§ TEXT EXCERPT
--

For the Sanity of Our World

Children in Naranja, state of Chiapas, Mexico, wearing balloon hats my friend Bob made for them.
Children in Naranja, state of Chiapas, Mexico, wearing balloon hats my friend Bob made for them.

What happened to me has happened to many others. We have come a long way in this country but we have a long, long way to go. Lack of equality for women lies at the bottom of many of these problems as it does for African-Americans, latinos, and others. As you will note, my mom had no choice but to put up with my dad, which put my sister and me at risk. This at-risk situation is presently happening to countless children. A report of child abuse is made every ten seconds in the United States. I believe this is why we have so many “walking wounded” on our streets and why so many resort to guns to solve their problems. I also believe child abuse is why so many get unreasonably angry about not wearing masks. They have been hurt and are still hurting.

My life appeared normal at the time. You believe your life is similar to the lives of others. I read this now and think how horrible this man was. Did this truly happen to us? This was my Dad?

There are children whose lives are so much worse and I ache for them. I cry for them. We must help them. We must. If not for the children, for the sanity of our world.

Childhelp

Dad removed us from the last people Mom could trust to help her.

--

§ COLLECTED DATA
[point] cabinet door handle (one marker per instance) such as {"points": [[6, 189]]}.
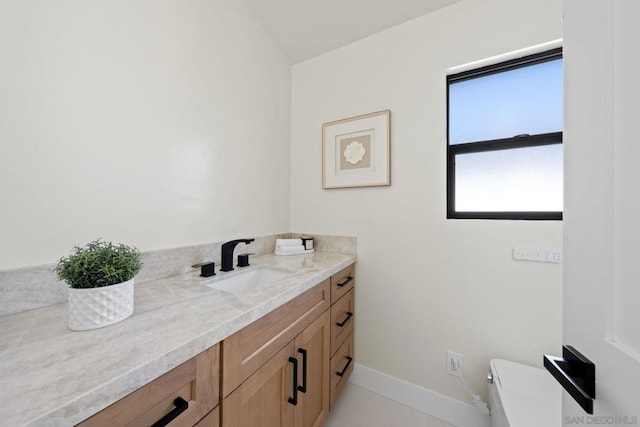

--

§ EXERCISE INSTRUCTIONS
Answer these questions using the essay on child abuse:
1. Where were the children in the balloon hats?
2. How often is a report of child abuse made in the United States?
3. Who did Dad remove the family from?
The data is separate material and has no connection to the essay.

§ RESULT
1. Naranja, in the state of Chiapas, Mexico.
2. Every ten seconds.
3. The last people Mom could trust to help her.